Dataset items

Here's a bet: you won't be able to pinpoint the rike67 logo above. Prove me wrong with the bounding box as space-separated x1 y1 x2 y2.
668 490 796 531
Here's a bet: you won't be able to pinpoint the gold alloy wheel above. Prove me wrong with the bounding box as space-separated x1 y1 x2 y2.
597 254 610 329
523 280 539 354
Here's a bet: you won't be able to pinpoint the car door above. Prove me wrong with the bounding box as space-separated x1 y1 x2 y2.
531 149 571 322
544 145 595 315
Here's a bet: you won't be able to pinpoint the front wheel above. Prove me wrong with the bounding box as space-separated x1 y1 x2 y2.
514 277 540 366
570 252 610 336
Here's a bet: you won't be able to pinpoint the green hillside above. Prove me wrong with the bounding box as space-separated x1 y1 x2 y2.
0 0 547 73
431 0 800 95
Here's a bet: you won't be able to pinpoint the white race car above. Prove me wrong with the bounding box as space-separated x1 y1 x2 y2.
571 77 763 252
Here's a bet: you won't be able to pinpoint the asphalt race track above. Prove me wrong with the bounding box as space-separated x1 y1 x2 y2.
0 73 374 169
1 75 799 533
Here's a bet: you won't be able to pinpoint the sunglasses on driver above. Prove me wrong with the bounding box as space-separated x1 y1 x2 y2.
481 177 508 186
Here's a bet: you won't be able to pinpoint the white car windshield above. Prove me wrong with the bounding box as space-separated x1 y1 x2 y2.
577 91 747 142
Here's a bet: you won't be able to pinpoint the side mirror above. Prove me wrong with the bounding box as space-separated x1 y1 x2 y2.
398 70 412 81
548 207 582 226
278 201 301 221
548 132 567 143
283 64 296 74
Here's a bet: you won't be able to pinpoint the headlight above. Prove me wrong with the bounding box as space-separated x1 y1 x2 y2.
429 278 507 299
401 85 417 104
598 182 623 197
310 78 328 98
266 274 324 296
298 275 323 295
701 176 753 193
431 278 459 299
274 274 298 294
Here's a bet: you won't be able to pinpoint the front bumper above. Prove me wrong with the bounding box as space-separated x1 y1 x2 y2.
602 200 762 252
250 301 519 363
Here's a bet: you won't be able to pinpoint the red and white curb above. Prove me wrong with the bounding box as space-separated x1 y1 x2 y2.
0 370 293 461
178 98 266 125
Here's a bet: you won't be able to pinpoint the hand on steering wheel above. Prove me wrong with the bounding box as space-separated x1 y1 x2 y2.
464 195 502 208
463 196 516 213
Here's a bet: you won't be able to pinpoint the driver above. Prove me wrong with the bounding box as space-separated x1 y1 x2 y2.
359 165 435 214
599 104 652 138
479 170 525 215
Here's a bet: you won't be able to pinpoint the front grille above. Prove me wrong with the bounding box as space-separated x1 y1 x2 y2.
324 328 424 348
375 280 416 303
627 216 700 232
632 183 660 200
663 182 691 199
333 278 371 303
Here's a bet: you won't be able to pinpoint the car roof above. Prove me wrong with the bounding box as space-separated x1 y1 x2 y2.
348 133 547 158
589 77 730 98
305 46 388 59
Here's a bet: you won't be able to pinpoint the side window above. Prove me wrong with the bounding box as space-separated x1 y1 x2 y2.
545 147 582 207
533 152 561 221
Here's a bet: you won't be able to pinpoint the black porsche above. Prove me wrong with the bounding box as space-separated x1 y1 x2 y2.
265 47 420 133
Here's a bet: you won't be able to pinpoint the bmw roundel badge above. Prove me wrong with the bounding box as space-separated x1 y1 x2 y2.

TASK DESCRIPTION
Starting at the line that contains "Here's a bet: you won't be able to pinpoint the driver", copy each line through the last one in the records, exactly, and output nothing else.

SOLUTION FOR THIS TASK
Here's a bet: you won't be able to pinpoint the driver above. Prove me wrong with the bounding box as space-separated x1 y1 x2 y2.
359 165 435 214
599 104 652 138
479 170 525 215
Here's a bet: you won't be able to pinpoint the front grille above. Prove me wrong with the bounding box as space-separated x1 y1 x2 y2.
324 328 424 348
375 280 416 303
627 216 700 232
632 183 660 200
663 182 691 199
333 278 371 303
Here's a bet: you won't be able to pinpoint the car roof above. Prove me wrong with the bounding box as space-separated x1 y1 x2 y2.
348 133 547 158
589 77 730 98
305 46 388 59
Here's a bet: you won't be able to pinpoint the side window above. Prove me wrong with the bounding box as space-separated x1 y1 x2 y2.
545 147 582 207
533 152 561 221
Here's a bet: you won't be able to pinpoint the black porsche above. Prove me wrong with the bounding box as space-separated x1 y1 x2 y2.
265 47 420 133
Here's a bet: you won't be able to pinpoint the bmw roundel badge above. Prove me wrong with the bounding box as space-separated x1 y1 x2 y2.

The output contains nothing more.